▸ What needs to be done: Please answer from the chicken-farming text: how many of the hens are laying now?

Editor’s Note: This is Part Ten of our ongoing series about theteet’s foray into the world of the chicken farmer. Descriptions are graphic.
i don’t care what you say. once you grab a hot egg straight from your chicken’s ladyparts, you’re never the same.
when we first killed our meat chickens, i had to work through a gag reflex related to eating their dead carcasses.
the same thing is happening with all these eggs.
when eggs come from a carton from a store, it’s east to ignore what they are. but when eggs come from a nest just outside your home, there is no denying it: omelets are made from chicken menstruation. that yellow part is a sac of protein designed to feed baby chicks. that clear white stuff is probably some form of snot.
two of our hens are laying now, and every time i sit down to a delicious breakfast of Teter-range® eggs, this is what i think of.
i’ve always been fascinated about how, culturally, it’s OK to eat some things, but gross to eat other things. for example, eating ground up muscle from a cow is completely acceptable, whereas consuming its tongue or liver — or maybe some other animal, like a horse — gives us the heebie jeebies.

Point localization data
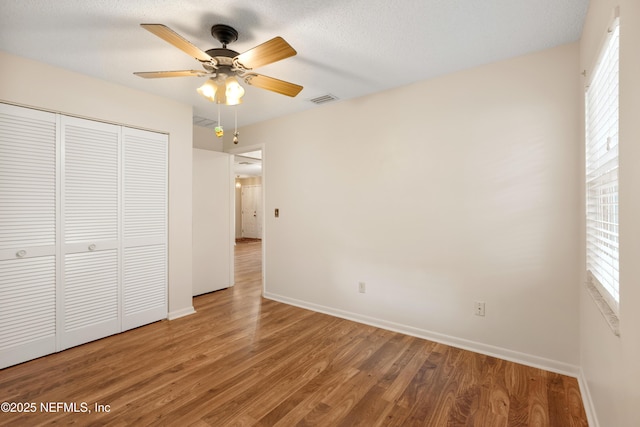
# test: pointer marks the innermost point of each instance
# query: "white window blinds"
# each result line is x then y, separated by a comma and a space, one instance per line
601, 153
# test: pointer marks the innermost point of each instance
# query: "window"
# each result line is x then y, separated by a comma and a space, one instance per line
601, 154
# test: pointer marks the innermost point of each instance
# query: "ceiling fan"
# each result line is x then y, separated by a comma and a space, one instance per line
223, 65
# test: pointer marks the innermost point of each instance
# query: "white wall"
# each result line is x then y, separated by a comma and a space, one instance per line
213, 212
610, 364
84, 96
206, 139
438, 194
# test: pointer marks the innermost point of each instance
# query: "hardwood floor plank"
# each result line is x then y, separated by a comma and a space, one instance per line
243, 360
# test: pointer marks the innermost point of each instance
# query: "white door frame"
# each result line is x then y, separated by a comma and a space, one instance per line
246, 149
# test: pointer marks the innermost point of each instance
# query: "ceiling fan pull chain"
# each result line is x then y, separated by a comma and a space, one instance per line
235, 130
218, 129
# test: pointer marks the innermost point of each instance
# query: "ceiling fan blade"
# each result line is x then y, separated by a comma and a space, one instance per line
274, 85
160, 74
168, 35
266, 53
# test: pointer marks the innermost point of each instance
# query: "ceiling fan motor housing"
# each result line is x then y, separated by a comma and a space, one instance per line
224, 34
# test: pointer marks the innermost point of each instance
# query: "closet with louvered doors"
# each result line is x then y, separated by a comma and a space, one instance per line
28, 191
83, 235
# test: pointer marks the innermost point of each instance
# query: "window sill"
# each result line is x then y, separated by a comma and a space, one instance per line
605, 309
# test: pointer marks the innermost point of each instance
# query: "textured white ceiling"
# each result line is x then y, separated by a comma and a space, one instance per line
347, 48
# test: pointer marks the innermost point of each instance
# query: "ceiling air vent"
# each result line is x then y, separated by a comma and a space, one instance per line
324, 99
204, 122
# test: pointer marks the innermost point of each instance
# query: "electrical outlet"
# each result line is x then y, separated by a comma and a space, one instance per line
362, 287
479, 308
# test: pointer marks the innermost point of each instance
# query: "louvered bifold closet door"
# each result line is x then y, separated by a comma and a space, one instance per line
27, 234
145, 227
90, 300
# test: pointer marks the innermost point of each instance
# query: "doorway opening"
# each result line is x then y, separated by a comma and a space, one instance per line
249, 202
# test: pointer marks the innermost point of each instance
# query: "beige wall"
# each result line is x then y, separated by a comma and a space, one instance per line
610, 364
79, 95
206, 139
458, 189
212, 221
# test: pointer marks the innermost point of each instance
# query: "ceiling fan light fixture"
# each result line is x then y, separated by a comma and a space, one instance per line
209, 89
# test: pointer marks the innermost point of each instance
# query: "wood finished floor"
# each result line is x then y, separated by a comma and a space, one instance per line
244, 360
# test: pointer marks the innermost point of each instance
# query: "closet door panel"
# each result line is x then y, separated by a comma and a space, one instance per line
27, 180
145, 187
90, 181
90, 294
145, 227
27, 309
27, 233
145, 285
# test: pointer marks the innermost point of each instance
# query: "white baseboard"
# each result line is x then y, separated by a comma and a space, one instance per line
181, 313
489, 350
587, 401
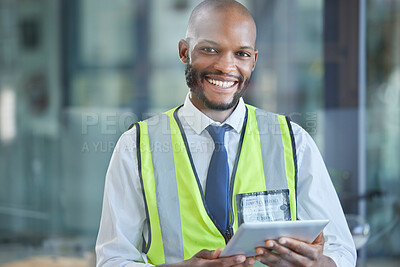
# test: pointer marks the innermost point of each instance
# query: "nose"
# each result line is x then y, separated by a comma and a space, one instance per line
226, 63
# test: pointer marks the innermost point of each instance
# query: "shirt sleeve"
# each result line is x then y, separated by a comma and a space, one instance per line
123, 217
317, 199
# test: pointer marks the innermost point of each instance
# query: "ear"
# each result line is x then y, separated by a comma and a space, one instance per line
255, 59
183, 48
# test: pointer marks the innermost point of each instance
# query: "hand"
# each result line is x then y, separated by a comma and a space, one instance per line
210, 258
292, 252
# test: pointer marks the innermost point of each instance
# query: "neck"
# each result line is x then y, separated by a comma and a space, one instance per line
215, 115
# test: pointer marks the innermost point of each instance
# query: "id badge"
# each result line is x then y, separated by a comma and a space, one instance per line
266, 206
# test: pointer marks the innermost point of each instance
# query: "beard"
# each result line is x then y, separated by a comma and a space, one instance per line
193, 81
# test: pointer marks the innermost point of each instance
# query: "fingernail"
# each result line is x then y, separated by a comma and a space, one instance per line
240, 258
269, 244
251, 261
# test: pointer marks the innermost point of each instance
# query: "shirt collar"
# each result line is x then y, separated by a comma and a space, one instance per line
198, 121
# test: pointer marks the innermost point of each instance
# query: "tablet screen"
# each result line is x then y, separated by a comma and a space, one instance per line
252, 235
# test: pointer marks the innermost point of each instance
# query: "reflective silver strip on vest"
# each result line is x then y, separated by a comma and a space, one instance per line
166, 187
272, 150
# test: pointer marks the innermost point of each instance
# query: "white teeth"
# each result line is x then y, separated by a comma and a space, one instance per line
221, 83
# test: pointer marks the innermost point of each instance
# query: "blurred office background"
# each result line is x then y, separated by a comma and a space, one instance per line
74, 74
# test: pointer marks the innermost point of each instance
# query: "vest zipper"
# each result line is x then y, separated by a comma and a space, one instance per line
228, 234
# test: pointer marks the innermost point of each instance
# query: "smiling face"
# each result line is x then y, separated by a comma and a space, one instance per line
220, 56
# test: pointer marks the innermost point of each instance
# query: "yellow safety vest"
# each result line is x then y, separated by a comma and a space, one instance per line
179, 224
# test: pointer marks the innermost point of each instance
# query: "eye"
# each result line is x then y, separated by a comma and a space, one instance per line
209, 49
243, 54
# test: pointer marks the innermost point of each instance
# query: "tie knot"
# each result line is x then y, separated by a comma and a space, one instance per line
218, 133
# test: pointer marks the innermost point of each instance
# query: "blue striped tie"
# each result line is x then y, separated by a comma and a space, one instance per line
217, 185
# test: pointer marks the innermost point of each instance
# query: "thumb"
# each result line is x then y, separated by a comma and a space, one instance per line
319, 240
208, 254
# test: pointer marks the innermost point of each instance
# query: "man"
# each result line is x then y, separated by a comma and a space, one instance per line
173, 180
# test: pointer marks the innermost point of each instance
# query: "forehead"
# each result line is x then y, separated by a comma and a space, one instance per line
224, 27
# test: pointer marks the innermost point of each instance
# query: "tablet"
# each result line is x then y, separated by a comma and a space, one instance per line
252, 235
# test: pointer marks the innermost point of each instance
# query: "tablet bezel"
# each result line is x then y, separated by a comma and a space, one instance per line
252, 235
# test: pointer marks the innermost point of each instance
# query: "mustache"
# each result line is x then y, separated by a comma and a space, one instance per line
203, 74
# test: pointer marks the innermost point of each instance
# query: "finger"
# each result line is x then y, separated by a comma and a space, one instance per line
217, 252
320, 239
287, 254
270, 258
236, 260
247, 263
207, 254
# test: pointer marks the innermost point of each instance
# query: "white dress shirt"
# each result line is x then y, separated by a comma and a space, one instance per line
123, 218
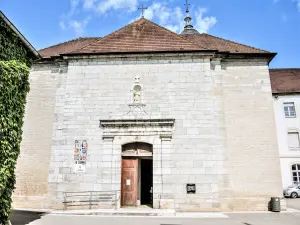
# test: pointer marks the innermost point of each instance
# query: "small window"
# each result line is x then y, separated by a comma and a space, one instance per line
296, 173
289, 110
293, 140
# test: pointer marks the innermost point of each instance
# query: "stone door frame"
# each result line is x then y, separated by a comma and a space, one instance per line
157, 132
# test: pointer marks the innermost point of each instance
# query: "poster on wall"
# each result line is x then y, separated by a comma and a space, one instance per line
80, 156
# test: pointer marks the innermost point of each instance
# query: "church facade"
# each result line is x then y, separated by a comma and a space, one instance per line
181, 122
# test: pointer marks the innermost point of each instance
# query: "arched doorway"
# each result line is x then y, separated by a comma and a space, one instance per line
137, 174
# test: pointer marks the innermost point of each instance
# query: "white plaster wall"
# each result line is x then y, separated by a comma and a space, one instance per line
288, 156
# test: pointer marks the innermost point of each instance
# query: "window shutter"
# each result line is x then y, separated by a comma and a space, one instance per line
293, 140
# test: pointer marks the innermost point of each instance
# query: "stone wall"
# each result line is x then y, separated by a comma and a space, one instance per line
33, 163
253, 157
223, 139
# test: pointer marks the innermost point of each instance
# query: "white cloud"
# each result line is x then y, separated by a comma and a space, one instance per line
67, 21
167, 16
173, 18
88, 4
204, 24
78, 26
103, 6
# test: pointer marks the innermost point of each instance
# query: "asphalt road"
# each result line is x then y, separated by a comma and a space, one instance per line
234, 219
39, 218
293, 203
24, 217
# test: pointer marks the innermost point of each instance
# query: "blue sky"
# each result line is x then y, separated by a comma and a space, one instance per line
273, 25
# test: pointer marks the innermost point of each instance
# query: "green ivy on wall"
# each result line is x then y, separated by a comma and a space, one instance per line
11, 47
14, 86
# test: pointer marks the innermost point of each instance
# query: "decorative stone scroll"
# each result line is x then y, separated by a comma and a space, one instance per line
80, 156
136, 107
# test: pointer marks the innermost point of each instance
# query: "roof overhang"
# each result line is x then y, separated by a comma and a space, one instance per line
23, 39
268, 56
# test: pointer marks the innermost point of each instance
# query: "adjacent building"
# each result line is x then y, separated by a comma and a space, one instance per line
286, 97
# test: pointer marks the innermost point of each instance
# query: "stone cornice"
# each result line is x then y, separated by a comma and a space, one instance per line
137, 127
138, 123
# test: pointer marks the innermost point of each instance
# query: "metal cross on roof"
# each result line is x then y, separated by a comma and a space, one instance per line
143, 9
187, 6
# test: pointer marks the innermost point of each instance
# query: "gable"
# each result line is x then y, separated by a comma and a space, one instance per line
285, 81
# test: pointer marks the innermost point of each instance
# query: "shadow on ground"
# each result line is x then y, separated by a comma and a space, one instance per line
20, 217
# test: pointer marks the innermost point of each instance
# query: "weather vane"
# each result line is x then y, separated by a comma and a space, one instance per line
187, 6
143, 9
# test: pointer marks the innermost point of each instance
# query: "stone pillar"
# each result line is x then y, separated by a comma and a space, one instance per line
167, 197
107, 166
163, 197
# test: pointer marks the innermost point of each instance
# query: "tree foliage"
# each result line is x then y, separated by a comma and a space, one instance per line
11, 47
14, 86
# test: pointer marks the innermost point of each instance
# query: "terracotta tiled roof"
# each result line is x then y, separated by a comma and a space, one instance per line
146, 36
215, 43
285, 80
68, 46
140, 36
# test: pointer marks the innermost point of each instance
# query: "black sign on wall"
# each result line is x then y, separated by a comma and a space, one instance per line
191, 188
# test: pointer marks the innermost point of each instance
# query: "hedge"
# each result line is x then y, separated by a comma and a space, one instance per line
14, 86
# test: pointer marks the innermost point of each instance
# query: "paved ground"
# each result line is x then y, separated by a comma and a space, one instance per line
24, 217
234, 219
37, 218
293, 203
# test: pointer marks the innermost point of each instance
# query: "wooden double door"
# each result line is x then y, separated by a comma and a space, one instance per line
137, 181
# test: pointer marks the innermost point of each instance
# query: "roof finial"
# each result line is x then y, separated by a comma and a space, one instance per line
187, 6
188, 28
143, 9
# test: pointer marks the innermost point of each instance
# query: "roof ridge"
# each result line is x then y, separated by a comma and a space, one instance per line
284, 69
118, 30
178, 35
105, 36
65, 42
234, 42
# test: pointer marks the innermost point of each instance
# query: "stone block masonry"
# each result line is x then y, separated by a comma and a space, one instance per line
223, 139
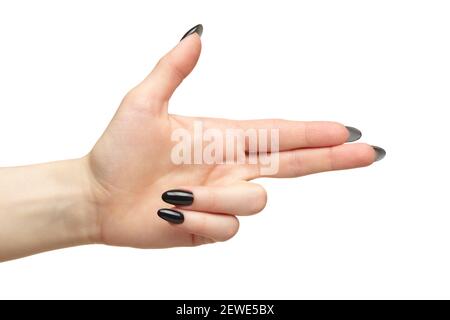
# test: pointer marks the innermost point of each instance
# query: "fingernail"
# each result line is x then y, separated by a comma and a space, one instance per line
197, 29
380, 153
353, 134
178, 197
172, 216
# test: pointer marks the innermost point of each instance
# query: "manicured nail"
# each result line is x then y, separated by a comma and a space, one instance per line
353, 134
178, 197
197, 29
172, 216
380, 153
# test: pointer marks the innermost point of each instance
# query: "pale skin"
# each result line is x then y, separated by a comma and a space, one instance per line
111, 195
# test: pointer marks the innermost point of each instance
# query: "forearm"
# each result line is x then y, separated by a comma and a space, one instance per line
45, 207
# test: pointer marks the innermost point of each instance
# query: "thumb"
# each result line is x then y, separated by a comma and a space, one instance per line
171, 69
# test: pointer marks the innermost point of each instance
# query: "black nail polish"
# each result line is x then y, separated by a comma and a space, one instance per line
380, 153
178, 197
170, 215
353, 134
197, 29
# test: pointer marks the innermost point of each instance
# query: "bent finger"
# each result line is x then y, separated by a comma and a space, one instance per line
242, 198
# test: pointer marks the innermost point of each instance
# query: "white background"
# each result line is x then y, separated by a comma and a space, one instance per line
381, 66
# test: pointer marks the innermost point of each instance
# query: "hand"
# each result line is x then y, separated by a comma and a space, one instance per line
130, 167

▸ Written reply: Two of the hens are laying now.